## CHALLENGES
[1] From the wok guide, pull out the passage from "In short, carbon" up to and including "about Chinese cooking.", copied word for word.
[2] Pick up the wok guide after its final sentence and keep writing it.

## PASSAGE TO READ
Many people are debating whether a wok is necessary to create satisfying meals, especially Chinese food. So should you get a wok or not? The answer depends on how seriously you are in making Chinese food.
I’ve personally used a frying pan to stir-fry my Chinese dishes without any problems. But I am confident that the wok can produce a better and richer flavor than the flat bottom pan, simply because it distributes heat more evenly. Chinese food does taste better when cooked in high heat.
So if you decide to buy a wok, there will be a lot of information to take in. What types of materials are in the market and which one is the best? How to use and take good care of woks so it will serve you for years to come? In this article, I will share some useful information I’ve researched so far and in the end, you’ll have our list of top products to buy.
What Are The Different Types of Wok Materials and Which Is The Best?
From the non-porous nature of stainless steel to the non-stick perk of properly seasoned cast iron or carbon steel, each wok material has its own advantages and disadvantages. Before making a purchase, it’s important to evaluate all options available and choose the right one.
In short, carbon steel is the best choice of metal for a wok.
Now let’s look at all the options in more details:
-Stainless Steel: while it may be the safest option, stainless steel wok tends to be tedious to use because of the weight and slow response to temperature changes. Chinese cooking requires rapid and on-the-fly heat adjustment. It defeats the purpose of using woks, so it’s a total waste of money. Don’t buy stainless steel woks if you are serious about Chinese cooking.
-Nonstick: most nonstick surface has coatings that cannot handle the high heat necessary for a proper stir-fry. If you turn the heat too high, the coatings may release noxious fumes long before they reach the desired temperature. Stay away from nonstick at all costs. This is not good for your health and wallet because it won’t last long.

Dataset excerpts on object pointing
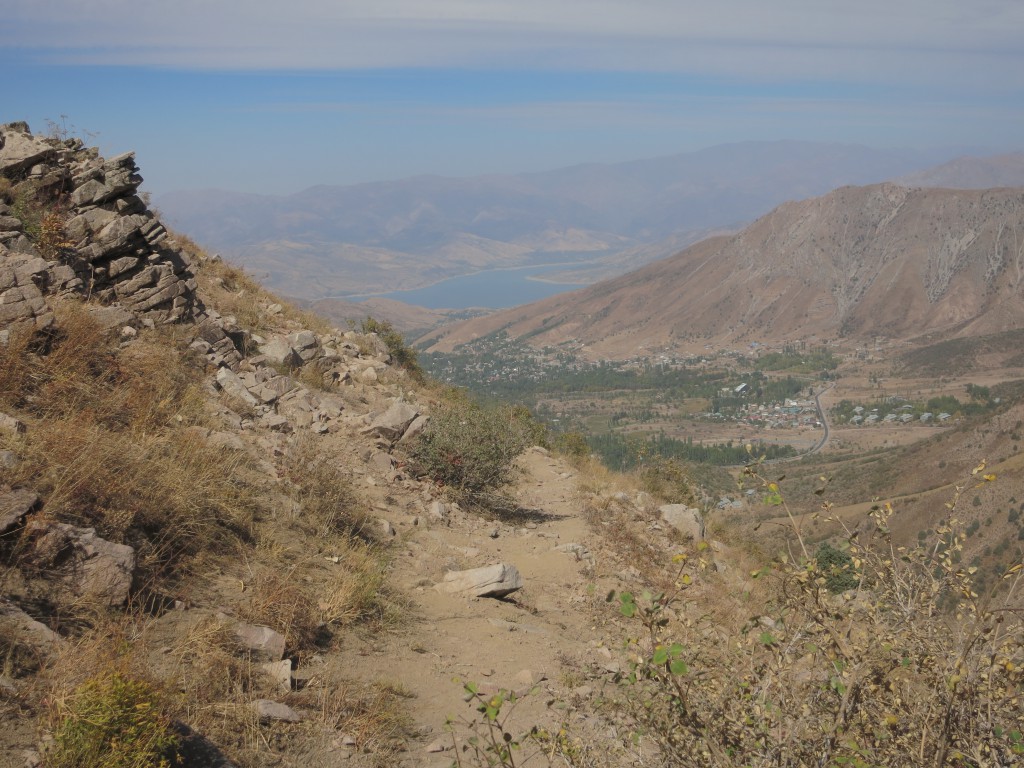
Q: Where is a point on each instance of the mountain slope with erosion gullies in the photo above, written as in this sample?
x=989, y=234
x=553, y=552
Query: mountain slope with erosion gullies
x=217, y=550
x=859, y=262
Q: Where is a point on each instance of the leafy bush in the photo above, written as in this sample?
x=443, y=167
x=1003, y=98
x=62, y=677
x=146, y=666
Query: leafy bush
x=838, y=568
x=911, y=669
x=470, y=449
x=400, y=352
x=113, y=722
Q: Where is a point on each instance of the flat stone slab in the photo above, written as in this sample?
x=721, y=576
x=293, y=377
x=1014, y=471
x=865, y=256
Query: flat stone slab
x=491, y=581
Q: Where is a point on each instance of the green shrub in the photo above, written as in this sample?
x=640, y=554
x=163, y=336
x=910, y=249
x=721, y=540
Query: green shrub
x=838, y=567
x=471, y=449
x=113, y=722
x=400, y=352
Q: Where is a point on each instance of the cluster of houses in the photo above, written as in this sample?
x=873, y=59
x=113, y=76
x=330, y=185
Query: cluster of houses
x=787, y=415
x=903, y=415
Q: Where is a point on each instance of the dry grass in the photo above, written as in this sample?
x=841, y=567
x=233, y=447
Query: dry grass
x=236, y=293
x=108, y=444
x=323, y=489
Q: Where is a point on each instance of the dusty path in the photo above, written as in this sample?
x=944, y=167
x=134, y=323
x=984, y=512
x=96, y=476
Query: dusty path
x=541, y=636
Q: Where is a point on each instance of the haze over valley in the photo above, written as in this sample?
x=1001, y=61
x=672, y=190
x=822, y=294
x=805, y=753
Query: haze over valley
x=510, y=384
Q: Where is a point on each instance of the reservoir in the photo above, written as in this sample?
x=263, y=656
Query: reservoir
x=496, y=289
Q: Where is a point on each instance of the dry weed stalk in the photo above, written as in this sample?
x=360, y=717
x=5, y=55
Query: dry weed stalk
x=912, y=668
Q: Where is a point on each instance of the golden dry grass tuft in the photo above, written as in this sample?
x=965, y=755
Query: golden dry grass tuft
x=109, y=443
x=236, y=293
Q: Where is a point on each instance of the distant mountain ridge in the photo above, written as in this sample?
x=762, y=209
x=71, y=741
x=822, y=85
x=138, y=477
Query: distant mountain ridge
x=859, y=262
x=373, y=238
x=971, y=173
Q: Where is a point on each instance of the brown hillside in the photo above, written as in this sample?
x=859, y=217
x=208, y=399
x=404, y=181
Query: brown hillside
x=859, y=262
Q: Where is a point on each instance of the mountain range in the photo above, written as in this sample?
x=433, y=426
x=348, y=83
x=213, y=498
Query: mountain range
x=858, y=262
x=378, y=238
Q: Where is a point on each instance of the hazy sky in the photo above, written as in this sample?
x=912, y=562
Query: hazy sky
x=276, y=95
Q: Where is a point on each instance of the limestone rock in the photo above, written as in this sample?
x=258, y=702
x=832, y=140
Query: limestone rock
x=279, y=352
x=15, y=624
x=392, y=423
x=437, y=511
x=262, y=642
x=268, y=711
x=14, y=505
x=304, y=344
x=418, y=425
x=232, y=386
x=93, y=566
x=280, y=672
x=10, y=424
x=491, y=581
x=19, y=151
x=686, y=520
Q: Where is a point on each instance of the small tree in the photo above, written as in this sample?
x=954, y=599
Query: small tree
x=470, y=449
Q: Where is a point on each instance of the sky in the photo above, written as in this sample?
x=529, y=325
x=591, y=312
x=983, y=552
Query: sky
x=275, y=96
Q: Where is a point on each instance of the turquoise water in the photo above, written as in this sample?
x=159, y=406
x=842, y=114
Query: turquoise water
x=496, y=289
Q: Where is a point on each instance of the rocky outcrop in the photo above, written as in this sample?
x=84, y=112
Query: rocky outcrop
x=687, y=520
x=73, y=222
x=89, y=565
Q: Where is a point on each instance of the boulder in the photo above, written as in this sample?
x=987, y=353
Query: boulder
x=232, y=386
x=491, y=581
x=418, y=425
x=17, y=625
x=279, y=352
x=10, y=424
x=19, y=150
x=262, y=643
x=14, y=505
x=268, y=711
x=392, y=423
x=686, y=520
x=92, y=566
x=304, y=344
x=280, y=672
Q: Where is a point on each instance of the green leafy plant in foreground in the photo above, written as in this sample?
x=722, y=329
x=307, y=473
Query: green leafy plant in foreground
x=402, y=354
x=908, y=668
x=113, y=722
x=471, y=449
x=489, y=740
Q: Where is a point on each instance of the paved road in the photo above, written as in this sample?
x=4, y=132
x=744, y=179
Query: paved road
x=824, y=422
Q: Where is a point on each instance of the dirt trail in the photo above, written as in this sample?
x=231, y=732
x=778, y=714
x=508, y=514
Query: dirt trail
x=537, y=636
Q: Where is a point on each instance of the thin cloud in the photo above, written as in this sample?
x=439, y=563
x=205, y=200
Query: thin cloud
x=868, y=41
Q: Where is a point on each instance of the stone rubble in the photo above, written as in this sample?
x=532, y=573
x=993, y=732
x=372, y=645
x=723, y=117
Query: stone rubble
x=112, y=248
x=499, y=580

## THE REPLIES
[1]
In short, carbon steel is the best choice of metal for a wok.
Now let’s look at all the options in more details:
-Stainless Steel: while it may be the safest option, stainless steel wok tends to be tedious to use because of the weight and slow response to temperature changes. Chinese cooking requires rapid and on-the-fly heat adjustment. It defeats the purpose of using woks, so it’s a total waste of money. Don’t buy stainless steel woks if you are serious about Chinese cooking.

[2]
-Cast Iron: This is a little trickier. When it is too thin, it is also very fragile. But when it is too thick and durable, it’s extremely heavy to lift, not to mention the proper flipping during stir-fry. It takes a relatively long time to heat up, but once it’s hot, it can retain heat really well. But if your main purpose to buy a cast iron wok is to cook stir-fry, it can work, but maybe not the best choice.
-Carbon Steel: This is the traditional type of Chinese wok. Many chefs prefer this material because it’s lightweight and practically nonstick when properly cared for. It responds to heat quickly and evenly, which is essential to Chinese cooking. Don’t buy the carbon steel wok less than 14-gauge though, because it would probably bend when you press on the sides. Otherwise, carbon steel is your best bet. They are inexpensive and effective.
How To Buy The Best Wok?
Besides the material, you should also consider a few other factors:
-Types of Wok Handles
There are two types of wok handles. Cantonese-style woks have two small handles on both sides, while Northern-style woks have a single long handle and sometimes a smaller helper handle on the other side. The long handle comes handy if you want to put the wok inside an oven to make a dish or do a quick seasoning. The large handle facilitates the flipping and stir-frying, while the small handle makes it easier to lift. But keep in mind, if you only have a little cooking space, the long handle may seem to stick out too much and infringe on other cooking utensils. You may need wok handles or covers to protect your hands when flipping or lifting the wok off the stove.
-Shapes of Wok Bottome
Now it comes to making the decision whether to buy a flat-bottomed wok or a round-bottomed one. They both have advantages and disadvantages. But if you have an electric range or don’t want to use a wok ring, a flat-bottomed wok is the way to go.
Round-bottomed woks are often used in Chinese restaurants, where they have special wok stoves with a round opening to cradle the wok. Round-bottomed woks can distribute heat more evenly up the sides of the wok, because the heat distribution is done in a linear fashion. No hot spots, and no warping! On the other hand, flat-bottomed woks can have hot spots at the bottom of the wok, which makes it harder to distribute heat evenly and susceptible to warping in high heat conditions.
However, round-bottomed woks aren’t created perfectly. They don’t work on electric ranges and are tricky to use on gas ranges even with the help of wok rings. Also known as wok stands, wok rings help concentrate the source of the heat to the bottom of the wok and keep your round-bottomed wok in place over a flat surface. Wok rings work best on gas stoves, while you need to make some adjustment when using on electric ranges. Also, remember to make sure the wok rings are well balanced and stable while cooking.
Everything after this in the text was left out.